## BEGIN Stored records
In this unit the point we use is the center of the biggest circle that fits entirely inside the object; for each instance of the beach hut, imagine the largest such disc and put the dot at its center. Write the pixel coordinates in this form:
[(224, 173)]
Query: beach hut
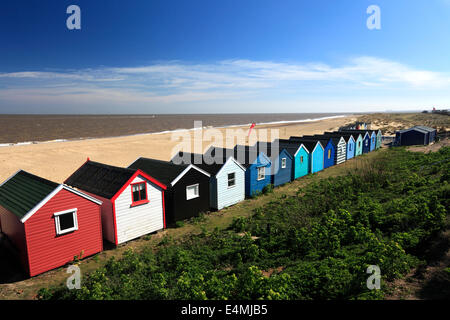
[(379, 139), (340, 144), (48, 223), (368, 139), (418, 135), (432, 133), (328, 145), (282, 161), (133, 203), (359, 141), (188, 188), (349, 140), (316, 153), (227, 182), (258, 168), (373, 140), (301, 162)]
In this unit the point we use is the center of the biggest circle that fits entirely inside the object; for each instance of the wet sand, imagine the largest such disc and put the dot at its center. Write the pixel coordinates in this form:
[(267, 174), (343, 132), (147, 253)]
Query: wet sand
[(56, 161)]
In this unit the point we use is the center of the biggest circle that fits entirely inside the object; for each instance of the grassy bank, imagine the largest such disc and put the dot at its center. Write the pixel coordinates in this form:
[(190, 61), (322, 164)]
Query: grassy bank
[(312, 239), (390, 122)]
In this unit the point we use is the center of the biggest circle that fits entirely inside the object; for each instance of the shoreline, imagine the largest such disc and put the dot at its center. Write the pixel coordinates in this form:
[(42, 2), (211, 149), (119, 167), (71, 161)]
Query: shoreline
[(57, 161), (286, 122)]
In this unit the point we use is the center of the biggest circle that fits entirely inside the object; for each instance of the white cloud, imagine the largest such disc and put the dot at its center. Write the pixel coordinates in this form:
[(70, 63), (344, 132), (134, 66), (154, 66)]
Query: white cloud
[(175, 83)]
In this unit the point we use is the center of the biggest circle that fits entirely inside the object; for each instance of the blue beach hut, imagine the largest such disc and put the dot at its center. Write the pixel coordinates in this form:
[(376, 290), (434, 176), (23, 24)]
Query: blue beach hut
[(258, 168), (282, 161)]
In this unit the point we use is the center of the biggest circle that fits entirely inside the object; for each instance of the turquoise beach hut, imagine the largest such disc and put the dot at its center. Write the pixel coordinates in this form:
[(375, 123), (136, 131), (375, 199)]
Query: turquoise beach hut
[(300, 154)]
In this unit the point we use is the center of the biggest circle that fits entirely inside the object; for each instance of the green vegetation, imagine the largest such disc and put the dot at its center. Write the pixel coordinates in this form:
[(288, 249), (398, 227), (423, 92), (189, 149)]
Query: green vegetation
[(316, 244)]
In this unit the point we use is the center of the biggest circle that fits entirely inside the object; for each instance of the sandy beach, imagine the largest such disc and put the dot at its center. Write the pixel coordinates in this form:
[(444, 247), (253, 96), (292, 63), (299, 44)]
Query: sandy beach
[(57, 160)]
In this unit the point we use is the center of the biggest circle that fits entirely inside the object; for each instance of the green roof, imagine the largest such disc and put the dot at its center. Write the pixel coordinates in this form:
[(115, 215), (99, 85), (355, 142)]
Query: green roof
[(23, 192)]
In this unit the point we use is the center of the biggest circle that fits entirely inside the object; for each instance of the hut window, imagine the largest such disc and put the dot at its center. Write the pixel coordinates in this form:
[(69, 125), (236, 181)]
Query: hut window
[(261, 173), (231, 179), (192, 191), (66, 221), (139, 192)]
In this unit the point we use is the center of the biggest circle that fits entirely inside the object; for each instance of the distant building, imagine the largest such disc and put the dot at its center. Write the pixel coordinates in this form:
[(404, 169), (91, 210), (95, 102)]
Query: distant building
[(418, 135)]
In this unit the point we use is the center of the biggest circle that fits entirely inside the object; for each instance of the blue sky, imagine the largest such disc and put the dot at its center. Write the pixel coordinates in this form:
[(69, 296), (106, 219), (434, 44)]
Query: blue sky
[(209, 56)]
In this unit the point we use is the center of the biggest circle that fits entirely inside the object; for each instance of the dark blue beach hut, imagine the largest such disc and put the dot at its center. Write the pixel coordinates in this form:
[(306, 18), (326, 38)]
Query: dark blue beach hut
[(282, 161), (258, 168)]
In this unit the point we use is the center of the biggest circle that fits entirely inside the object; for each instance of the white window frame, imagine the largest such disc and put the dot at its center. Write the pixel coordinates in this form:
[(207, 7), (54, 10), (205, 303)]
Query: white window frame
[(259, 177), (74, 212), (234, 179), (188, 197)]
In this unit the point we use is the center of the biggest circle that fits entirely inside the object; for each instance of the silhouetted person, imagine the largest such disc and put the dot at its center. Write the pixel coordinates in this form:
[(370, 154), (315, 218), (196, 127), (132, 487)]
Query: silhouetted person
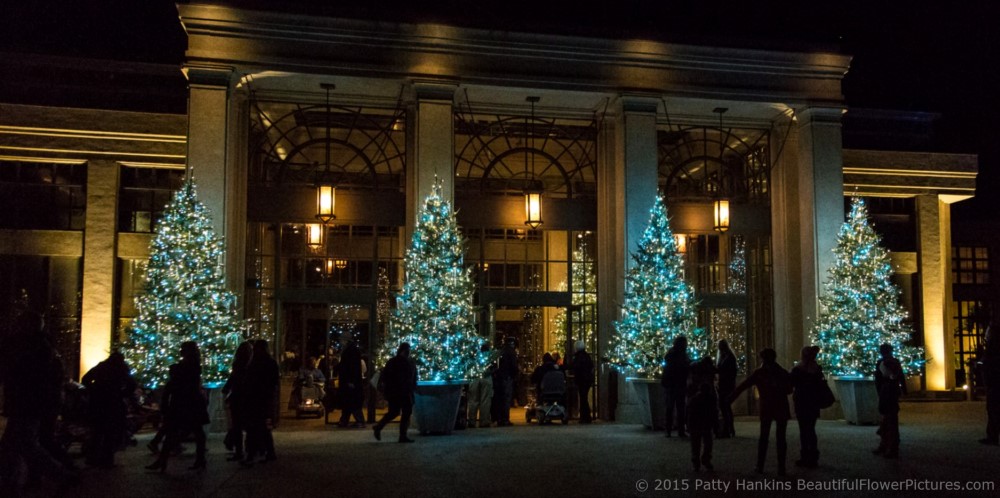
[(398, 382), (583, 377), (352, 394), (507, 372), (184, 407), (807, 382), (702, 412), (32, 389), (236, 393), (481, 395), (991, 375), (674, 380), (890, 384), (109, 386), (727, 369), (773, 385), (262, 383)]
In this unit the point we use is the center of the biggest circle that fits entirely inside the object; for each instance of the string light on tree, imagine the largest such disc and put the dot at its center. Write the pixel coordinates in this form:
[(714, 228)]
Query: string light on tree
[(434, 313), (185, 297), (860, 309), (659, 304)]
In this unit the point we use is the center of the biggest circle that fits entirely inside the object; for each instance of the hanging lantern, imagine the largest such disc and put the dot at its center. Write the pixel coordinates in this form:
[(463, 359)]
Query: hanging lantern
[(314, 235), (326, 198), (681, 241), (533, 209), (721, 210)]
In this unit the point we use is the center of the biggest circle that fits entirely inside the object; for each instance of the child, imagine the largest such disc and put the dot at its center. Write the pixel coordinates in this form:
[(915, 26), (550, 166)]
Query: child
[(702, 412)]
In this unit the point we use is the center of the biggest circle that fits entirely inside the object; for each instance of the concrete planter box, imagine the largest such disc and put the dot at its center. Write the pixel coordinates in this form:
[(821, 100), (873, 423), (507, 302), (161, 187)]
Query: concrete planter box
[(652, 406), (435, 406), (858, 399)]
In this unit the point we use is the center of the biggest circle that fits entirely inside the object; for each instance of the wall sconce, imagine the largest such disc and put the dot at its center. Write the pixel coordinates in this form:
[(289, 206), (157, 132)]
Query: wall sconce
[(533, 209), (680, 240), (314, 235), (721, 210), (326, 201)]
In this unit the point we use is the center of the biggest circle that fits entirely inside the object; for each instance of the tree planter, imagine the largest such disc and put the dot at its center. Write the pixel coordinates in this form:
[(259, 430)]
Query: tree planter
[(436, 406), (858, 399), (652, 406)]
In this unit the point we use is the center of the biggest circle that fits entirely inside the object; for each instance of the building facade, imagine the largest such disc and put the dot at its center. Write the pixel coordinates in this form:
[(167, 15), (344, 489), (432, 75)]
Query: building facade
[(280, 104)]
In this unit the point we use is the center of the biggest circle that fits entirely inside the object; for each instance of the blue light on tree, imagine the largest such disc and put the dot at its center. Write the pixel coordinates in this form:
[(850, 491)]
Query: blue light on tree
[(860, 308), (434, 312), (185, 297), (659, 304)]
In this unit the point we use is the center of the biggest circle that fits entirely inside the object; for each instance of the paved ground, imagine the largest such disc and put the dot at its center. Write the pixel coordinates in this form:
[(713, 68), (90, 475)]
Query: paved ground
[(603, 459)]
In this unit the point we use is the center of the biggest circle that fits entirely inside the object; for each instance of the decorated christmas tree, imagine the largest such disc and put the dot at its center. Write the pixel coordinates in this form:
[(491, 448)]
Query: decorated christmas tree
[(659, 304), (860, 308), (730, 323), (185, 297), (434, 312), (584, 294)]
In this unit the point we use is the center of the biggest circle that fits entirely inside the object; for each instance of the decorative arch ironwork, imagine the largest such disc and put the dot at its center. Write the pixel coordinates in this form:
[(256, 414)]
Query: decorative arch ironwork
[(509, 154), (699, 162), (351, 147)]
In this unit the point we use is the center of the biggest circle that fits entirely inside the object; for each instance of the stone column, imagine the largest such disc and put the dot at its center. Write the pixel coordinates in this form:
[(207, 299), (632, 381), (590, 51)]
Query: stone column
[(430, 146), (818, 212), (627, 183), (209, 151), (99, 263), (934, 267)]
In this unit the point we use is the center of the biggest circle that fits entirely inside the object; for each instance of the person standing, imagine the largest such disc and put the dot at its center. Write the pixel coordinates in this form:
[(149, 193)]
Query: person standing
[(674, 380), (727, 369), (109, 385), (773, 385), (185, 407), (235, 391), (507, 372), (807, 382), (261, 403), (351, 390), (991, 374), (890, 384), (583, 376), (702, 412), (481, 395), (398, 382)]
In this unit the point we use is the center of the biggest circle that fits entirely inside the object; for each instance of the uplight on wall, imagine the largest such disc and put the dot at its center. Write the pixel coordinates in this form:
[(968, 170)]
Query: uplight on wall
[(721, 215), (533, 209), (326, 202), (314, 235)]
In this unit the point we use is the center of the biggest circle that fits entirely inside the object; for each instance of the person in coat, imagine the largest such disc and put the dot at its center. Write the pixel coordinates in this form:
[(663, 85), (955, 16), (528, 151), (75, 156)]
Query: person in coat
[(773, 385), (674, 380), (184, 407), (583, 376), (807, 383), (398, 383)]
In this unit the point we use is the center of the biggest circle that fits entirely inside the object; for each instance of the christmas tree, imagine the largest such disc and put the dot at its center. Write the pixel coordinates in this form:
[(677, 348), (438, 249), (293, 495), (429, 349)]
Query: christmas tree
[(185, 297), (730, 323), (860, 308), (659, 304), (434, 313), (584, 294)]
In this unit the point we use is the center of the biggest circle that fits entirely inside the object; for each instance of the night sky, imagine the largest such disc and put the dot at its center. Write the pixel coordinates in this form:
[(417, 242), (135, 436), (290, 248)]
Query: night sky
[(939, 57)]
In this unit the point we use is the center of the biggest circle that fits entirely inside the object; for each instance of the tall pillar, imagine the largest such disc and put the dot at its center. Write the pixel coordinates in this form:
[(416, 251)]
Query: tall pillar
[(934, 267), (430, 146), (99, 240), (627, 184), (209, 155), (812, 205)]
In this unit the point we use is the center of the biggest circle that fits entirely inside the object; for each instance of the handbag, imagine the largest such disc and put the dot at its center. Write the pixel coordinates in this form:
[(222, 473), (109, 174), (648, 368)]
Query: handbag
[(825, 398)]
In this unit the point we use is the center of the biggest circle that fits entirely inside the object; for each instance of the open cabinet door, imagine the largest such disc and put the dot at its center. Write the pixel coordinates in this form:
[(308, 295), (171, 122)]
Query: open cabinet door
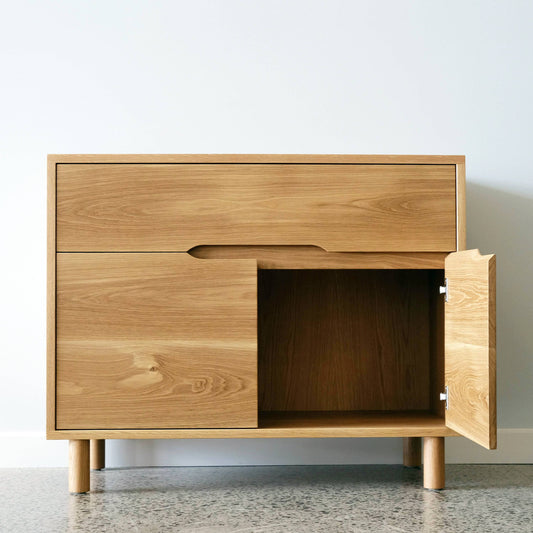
## END Stored records
### Task to complete
Return everything from the line containing "white cloud, imagine" down to the line containing "[(175, 83)]", including both of those lines and leaving every character unchanged.

### Result for this exercise
In this unit the point we use is the center of the biggest circle that fits entirely inside the object; for each instance of the white cloud, imagine the largest such disc and put the dot at its center. Write the pixel coordinates in this form:
[(70, 63), (344, 132), (134, 66), (154, 66)]
Query: white cloud
[(175, 83)]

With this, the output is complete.